#### [Aim of the exercise]
In the article about Bryan below, why did his mother know only a little about the bullying, even though she asked him about school every night?

====== Text provided

Whether he was besting his own time solving a Rubik's Cube, figuring out how to pick a lock or teaching himself to play piano, the 14-year-old found fun in learning new things, according to his mother.

Jessica Fortino Doll described her son as mischievous and a happy, goofy boy.

"It was all in good fun," she said. "If he could get you to smile or laugh or amaze you, that was his thing."

Mostly, the Emory H. Markle Intermediate School eighth-grader did what he could to help others, she said.

"He had the biggest heart," she said. "He just cared about people."

Bryan committed suicide in his Hanover home on Saturday, Feb. 3, according to York County Coroner Pam Gay. Bullying has not been ruled out as a contributing factor, she said.

More: EDITORIAL: Bullying cuts teens' lives short

Police investigating: Hanover Police Chief Chad Martin confirmed his department is looking into whether Bryan was bullied and, if so, whether that factored into Bryan's death.

Fortino Doll said she blames bullying for her son's death.

She said Bryan didn't share with her the extent to which he was bullied. She knew a little, she said, and asked him every night at dinner how school went that day.

"He would always put on his chipper face," she said. "He said things were fine."

Fortino Doll said that in the wake of Bryan's death, people have been reaching out to support her family in a number of ways.

"Thank you from the bottom of our hearts for everything — the thoughts, the prayers, the generosity, the donations," she said. "It has helped us get through this very difficult time, and I'm glad to have the community and family and friends supporting each other, not just us."

Social, involved: Bryan played bass drum in his school band and played violin in the school orchestra. He also was involved in the youth group at St. Matthew Lutheran Church in Hanover, including second-year confirmation classes, Fortino Doll said.

"He decided last year he wanted to try out for the band ... and decided he was going to carry the bass drum," she said, recalling how the slight young man "darn near fell over" the first time he tried it on.

"He was very musically inclined — he got that from his father," she said. "He was always playing something. Even when he didn't have drumsticks in his hands, he was pounding on a table or his lap."

Bryan taught himself piano and had the ability to listen to a song, then figure out how to play it on the piano, she said.

When asked, Fortino Doll acknowledged he was a gifted boy. On Instagram, Bryan described himself as a "sharp cookie."

Bryan was a voracious reader who moved on to more challenging Rubik's puzzles after learning to solve a regular Rubik's Cube in less than 40 seconds, his mom said.

The young man was a "phenomenal" older sibling to brother Matthew, 12, and sister Hallie, who is 7 years old, Fortino Doll said, and a loving family member to his parents and grandparents.

============
====== Data supplied

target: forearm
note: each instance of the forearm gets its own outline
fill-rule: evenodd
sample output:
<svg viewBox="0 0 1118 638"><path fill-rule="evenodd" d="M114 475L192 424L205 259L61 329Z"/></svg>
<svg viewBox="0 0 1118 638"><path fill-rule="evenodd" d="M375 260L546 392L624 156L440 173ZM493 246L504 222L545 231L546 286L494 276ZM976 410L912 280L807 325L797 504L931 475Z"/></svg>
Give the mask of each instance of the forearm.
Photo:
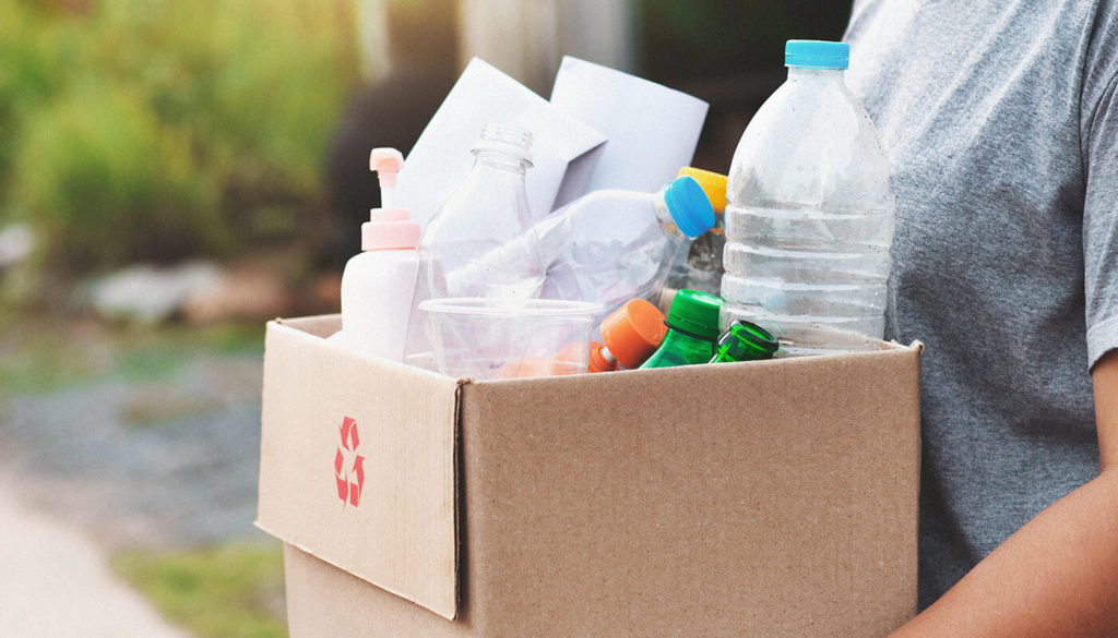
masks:
<svg viewBox="0 0 1118 638"><path fill-rule="evenodd" d="M1114 638L1118 469L1053 504L890 638Z"/></svg>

============

#### [Output of the exercise]
Bryan didn't tell her how far the bullying went. When she asked at dinner how his school day had been, he always put on his chipper face and said things were fine.